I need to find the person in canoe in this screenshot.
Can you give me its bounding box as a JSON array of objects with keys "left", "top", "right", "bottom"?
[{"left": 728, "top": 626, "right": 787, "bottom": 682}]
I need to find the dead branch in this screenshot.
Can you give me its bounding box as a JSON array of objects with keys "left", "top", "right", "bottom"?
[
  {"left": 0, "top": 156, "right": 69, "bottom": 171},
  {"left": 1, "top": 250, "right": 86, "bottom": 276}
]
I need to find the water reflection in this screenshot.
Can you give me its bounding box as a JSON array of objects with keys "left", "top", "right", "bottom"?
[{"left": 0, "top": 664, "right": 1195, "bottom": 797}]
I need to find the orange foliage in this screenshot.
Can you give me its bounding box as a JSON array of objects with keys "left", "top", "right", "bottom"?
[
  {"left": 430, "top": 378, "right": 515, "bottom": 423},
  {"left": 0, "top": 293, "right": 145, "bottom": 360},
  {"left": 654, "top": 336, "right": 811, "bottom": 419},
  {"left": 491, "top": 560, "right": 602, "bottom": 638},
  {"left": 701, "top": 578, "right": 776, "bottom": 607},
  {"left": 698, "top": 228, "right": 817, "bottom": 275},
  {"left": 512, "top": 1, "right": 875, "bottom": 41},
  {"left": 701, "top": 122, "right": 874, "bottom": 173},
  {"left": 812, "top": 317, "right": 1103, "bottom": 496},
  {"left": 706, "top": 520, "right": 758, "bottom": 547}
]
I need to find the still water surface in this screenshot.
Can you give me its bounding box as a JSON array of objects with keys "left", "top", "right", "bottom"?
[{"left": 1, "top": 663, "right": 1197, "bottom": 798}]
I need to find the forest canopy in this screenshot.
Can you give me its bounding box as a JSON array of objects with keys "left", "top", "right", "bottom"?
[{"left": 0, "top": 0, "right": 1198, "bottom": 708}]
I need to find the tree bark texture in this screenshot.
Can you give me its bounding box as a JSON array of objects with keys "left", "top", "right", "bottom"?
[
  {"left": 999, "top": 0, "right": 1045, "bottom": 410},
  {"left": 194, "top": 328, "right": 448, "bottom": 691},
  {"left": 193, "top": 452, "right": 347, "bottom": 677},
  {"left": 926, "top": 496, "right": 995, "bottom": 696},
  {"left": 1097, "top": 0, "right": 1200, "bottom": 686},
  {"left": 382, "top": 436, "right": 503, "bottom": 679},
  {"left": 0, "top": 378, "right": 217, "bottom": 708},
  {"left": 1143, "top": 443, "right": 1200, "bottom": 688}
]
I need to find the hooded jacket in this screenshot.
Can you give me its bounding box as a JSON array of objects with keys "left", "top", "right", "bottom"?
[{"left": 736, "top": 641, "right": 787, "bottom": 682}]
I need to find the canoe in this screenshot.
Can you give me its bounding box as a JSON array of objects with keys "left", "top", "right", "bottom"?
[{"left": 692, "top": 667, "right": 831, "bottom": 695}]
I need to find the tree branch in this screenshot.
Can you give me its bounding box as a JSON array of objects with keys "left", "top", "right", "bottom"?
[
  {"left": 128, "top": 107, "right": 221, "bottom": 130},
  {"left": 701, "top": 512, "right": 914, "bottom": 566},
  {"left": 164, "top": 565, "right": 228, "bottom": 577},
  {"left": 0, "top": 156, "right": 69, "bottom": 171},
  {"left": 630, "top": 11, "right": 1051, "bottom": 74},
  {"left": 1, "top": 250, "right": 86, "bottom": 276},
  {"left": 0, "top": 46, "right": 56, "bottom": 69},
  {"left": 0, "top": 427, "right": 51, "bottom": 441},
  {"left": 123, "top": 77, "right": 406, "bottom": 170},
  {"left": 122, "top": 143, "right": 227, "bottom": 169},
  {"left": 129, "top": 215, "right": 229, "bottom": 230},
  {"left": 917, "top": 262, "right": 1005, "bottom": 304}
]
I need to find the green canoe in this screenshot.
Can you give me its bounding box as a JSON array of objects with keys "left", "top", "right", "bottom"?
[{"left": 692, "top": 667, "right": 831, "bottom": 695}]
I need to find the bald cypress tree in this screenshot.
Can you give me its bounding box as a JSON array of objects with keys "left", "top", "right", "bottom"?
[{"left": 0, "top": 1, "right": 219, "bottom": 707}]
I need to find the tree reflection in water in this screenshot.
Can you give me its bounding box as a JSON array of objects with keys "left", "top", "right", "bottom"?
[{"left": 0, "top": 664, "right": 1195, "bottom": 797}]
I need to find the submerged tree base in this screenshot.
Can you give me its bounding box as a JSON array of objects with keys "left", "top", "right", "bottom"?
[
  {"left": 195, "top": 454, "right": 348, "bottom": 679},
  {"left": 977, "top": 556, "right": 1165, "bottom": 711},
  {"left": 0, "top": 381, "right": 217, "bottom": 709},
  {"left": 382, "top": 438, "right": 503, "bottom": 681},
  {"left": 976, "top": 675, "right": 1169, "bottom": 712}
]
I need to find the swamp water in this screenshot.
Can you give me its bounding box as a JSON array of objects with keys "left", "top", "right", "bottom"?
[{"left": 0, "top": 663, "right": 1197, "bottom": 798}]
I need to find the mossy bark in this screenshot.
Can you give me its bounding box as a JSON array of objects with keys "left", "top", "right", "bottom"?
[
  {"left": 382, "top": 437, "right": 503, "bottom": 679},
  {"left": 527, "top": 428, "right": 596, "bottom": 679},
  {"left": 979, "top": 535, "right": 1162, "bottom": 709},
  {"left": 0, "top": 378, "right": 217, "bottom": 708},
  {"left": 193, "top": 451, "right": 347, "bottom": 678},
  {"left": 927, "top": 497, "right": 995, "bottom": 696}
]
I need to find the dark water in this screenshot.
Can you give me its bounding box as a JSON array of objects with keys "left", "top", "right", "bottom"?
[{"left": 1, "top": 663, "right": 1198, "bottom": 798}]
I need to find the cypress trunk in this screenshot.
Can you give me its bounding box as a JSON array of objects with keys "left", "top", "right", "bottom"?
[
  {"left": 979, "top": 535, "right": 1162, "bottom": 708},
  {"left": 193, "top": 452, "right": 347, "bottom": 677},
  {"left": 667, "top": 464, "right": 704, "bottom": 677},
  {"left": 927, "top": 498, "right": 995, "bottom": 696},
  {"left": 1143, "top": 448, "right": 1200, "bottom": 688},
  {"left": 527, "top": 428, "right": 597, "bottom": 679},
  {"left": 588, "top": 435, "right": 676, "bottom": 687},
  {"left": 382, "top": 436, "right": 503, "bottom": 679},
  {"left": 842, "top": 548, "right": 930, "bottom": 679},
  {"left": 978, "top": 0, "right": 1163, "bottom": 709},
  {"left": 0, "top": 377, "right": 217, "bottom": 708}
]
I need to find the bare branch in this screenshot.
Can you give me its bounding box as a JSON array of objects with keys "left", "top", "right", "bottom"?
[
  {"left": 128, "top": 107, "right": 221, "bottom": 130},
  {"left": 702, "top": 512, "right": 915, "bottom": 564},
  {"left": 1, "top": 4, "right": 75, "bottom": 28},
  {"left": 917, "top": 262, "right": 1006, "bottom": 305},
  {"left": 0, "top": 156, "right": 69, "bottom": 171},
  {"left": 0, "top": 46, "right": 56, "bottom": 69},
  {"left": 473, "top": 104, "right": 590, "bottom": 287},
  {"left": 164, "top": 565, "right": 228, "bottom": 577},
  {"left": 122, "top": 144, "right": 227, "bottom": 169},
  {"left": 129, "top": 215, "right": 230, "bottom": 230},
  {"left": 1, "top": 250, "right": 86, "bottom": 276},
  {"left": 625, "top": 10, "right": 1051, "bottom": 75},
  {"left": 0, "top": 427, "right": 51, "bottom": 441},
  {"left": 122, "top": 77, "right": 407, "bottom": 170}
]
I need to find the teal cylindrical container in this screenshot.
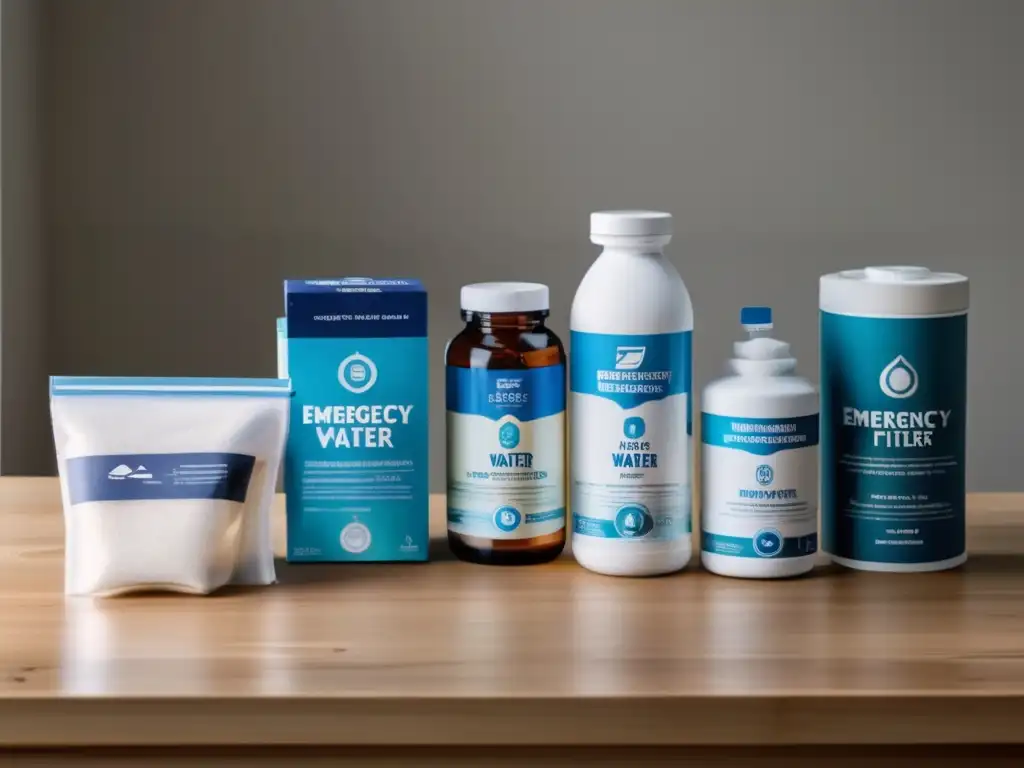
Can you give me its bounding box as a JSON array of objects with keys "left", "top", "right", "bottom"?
[{"left": 820, "top": 266, "right": 969, "bottom": 572}]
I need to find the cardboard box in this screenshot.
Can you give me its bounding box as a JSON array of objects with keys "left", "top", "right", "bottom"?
[{"left": 284, "top": 278, "right": 428, "bottom": 561}]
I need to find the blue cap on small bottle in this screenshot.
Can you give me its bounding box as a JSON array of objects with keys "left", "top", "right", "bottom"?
[{"left": 740, "top": 306, "right": 772, "bottom": 328}]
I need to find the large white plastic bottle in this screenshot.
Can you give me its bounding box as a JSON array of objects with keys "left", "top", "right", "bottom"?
[
  {"left": 570, "top": 210, "right": 694, "bottom": 576},
  {"left": 701, "top": 307, "right": 818, "bottom": 579}
]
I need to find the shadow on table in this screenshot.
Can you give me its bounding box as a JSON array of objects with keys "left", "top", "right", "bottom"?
[
  {"left": 960, "top": 554, "right": 1024, "bottom": 575},
  {"left": 428, "top": 535, "right": 460, "bottom": 562},
  {"left": 269, "top": 535, "right": 459, "bottom": 586},
  {"left": 804, "top": 554, "right": 1024, "bottom": 578}
]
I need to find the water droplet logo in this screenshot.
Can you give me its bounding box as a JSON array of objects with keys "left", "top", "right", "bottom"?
[
  {"left": 613, "top": 504, "right": 654, "bottom": 538},
  {"left": 879, "top": 355, "right": 919, "bottom": 399},
  {"left": 498, "top": 421, "right": 520, "bottom": 449},
  {"left": 623, "top": 416, "right": 645, "bottom": 439}
]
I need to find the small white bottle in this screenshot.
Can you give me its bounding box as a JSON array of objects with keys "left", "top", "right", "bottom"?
[
  {"left": 570, "top": 210, "right": 694, "bottom": 577},
  {"left": 701, "top": 307, "right": 818, "bottom": 579}
]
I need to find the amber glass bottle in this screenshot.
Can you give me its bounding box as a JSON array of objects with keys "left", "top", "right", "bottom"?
[{"left": 446, "top": 282, "right": 566, "bottom": 565}]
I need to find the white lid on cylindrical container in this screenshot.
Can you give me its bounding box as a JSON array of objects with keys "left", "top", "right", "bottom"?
[
  {"left": 460, "top": 282, "right": 549, "bottom": 313},
  {"left": 820, "top": 265, "right": 969, "bottom": 317},
  {"left": 590, "top": 210, "right": 673, "bottom": 239}
]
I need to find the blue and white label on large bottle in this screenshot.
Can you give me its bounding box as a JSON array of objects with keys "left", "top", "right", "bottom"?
[
  {"left": 820, "top": 311, "right": 967, "bottom": 565},
  {"left": 702, "top": 414, "right": 818, "bottom": 559},
  {"left": 446, "top": 365, "right": 565, "bottom": 540},
  {"left": 570, "top": 330, "right": 692, "bottom": 541}
]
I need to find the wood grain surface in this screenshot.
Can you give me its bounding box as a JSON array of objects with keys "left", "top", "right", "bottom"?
[
  {"left": 9, "top": 746, "right": 1024, "bottom": 767},
  {"left": 1, "top": 478, "right": 1024, "bottom": 749}
]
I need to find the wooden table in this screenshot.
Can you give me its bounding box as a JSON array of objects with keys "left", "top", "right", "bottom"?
[{"left": 2, "top": 478, "right": 1024, "bottom": 765}]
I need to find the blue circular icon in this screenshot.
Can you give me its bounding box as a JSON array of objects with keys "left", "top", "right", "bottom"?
[
  {"left": 753, "top": 528, "right": 783, "bottom": 558},
  {"left": 755, "top": 464, "right": 774, "bottom": 486},
  {"left": 623, "top": 416, "right": 646, "bottom": 440},
  {"left": 494, "top": 505, "right": 522, "bottom": 533},
  {"left": 614, "top": 504, "right": 654, "bottom": 539},
  {"left": 499, "top": 421, "right": 521, "bottom": 449},
  {"left": 338, "top": 352, "right": 378, "bottom": 394}
]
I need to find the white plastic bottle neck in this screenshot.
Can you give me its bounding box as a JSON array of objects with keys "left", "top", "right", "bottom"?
[
  {"left": 598, "top": 247, "right": 667, "bottom": 261},
  {"left": 591, "top": 233, "right": 672, "bottom": 258},
  {"left": 731, "top": 356, "right": 797, "bottom": 377},
  {"left": 731, "top": 336, "right": 797, "bottom": 378}
]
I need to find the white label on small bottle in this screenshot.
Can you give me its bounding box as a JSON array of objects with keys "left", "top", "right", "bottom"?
[{"left": 701, "top": 413, "right": 818, "bottom": 559}]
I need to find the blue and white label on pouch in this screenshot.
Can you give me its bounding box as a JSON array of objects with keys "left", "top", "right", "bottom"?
[
  {"left": 66, "top": 452, "right": 256, "bottom": 505},
  {"left": 701, "top": 413, "right": 818, "bottom": 559},
  {"left": 446, "top": 365, "right": 566, "bottom": 540},
  {"left": 570, "top": 330, "right": 692, "bottom": 542}
]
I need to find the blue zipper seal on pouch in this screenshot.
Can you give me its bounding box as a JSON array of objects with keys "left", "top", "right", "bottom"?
[{"left": 51, "top": 377, "right": 292, "bottom": 398}]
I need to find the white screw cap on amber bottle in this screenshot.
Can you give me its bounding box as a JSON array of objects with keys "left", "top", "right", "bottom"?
[
  {"left": 570, "top": 210, "right": 694, "bottom": 576},
  {"left": 460, "top": 282, "right": 550, "bottom": 314}
]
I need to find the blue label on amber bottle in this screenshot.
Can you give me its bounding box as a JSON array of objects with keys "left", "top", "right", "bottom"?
[{"left": 446, "top": 366, "right": 566, "bottom": 540}]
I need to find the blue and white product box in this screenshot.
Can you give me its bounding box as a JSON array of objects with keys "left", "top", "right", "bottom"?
[{"left": 284, "top": 278, "right": 428, "bottom": 562}]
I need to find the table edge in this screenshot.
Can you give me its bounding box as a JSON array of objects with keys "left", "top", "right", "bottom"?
[{"left": 3, "top": 694, "right": 1024, "bottom": 747}]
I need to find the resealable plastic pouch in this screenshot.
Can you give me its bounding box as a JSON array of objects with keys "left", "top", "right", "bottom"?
[{"left": 51, "top": 377, "right": 290, "bottom": 597}]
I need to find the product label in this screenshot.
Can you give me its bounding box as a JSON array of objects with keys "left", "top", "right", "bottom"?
[
  {"left": 820, "top": 312, "right": 967, "bottom": 565},
  {"left": 66, "top": 452, "right": 255, "bottom": 504},
  {"left": 570, "top": 330, "right": 692, "bottom": 540},
  {"left": 285, "top": 336, "right": 429, "bottom": 562},
  {"left": 286, "top": 279, "right": 429, "bottom": 562},
  {"left": 701, "top": 414, "right": 818, "bottom": 559},
  {"left": 446, "top": 365, "right": 565, "bottom": 540}
]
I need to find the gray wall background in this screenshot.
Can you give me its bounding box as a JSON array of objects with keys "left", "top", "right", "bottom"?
[
  {"left": 2, "top": 0, "right": 49, "bottom": 475},
  {"left": 5, "top": 0, "right": 1023, "bottom": 490}
]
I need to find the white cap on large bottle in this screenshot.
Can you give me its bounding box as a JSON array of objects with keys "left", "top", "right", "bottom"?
[
  {"left": 820, "top": 265, "right": 968, "bottom": 317},
  {"left": 460, "top": 282, "right": 549, "bottom": 313},
  {"left": 590, "top": 210, "right": 673, "bottom": 238}
]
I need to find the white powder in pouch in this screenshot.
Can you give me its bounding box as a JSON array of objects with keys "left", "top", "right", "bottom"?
[{"left": 51, "top": 377, "right": 290, "bottom": 597}]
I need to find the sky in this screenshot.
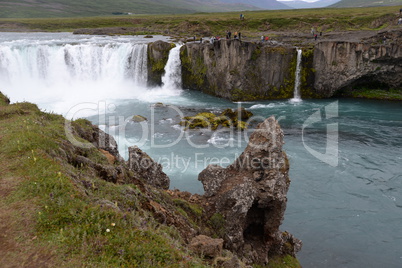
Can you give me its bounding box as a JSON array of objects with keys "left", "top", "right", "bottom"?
[{"left": 279, "top": 0, "right": 319, "bottom": 2}]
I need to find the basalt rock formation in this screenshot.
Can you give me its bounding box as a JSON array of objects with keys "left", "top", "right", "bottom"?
[
  {"left": 198, "top": 116, "right": 302, "bottom": 264},
  {"left": 127, "top": 146, "right": 170, "bottom": 190},
  {"left": 314, "top": 33, "right": 402, "bottom": 96},
  {"left": 147, "top": 40, "right": 174, "bottom": 86},
  {"left": 180, "top": 40, "right": 297, "bottom": 101},
  {"left": 149, "top": 30, "right": 401, "bottom": 101}
]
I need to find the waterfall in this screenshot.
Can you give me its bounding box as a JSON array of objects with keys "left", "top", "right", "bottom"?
[
  {"left": 0, "top": 41, "right": 149, "bottom": 113},
  {"left": 161, "top": 44, "right": 183, "bottom": 90},
  {"left": 291, "top": 48, "right": 302, "bottom": 102},
  {"left": 0, "top": 43, "right": 148, "bottom": 85}
]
===============
## How to complete this task:
Look through the listing above for the line with "I need to find the sky in this screenshot." and the line with "I need to find the basalt". Write out exactly those lines and everything between, leaving out pictures.

## Answer:
I need to find the sky in this screenshot.
Can you give me its bounding box as a JSON array of objects with keys "left", "top", "right", "bottom"?
[{"left": 279, "top": 0, "right": 319, "bottom": 2}]
I need to find the basalt rock formation in this screenshot.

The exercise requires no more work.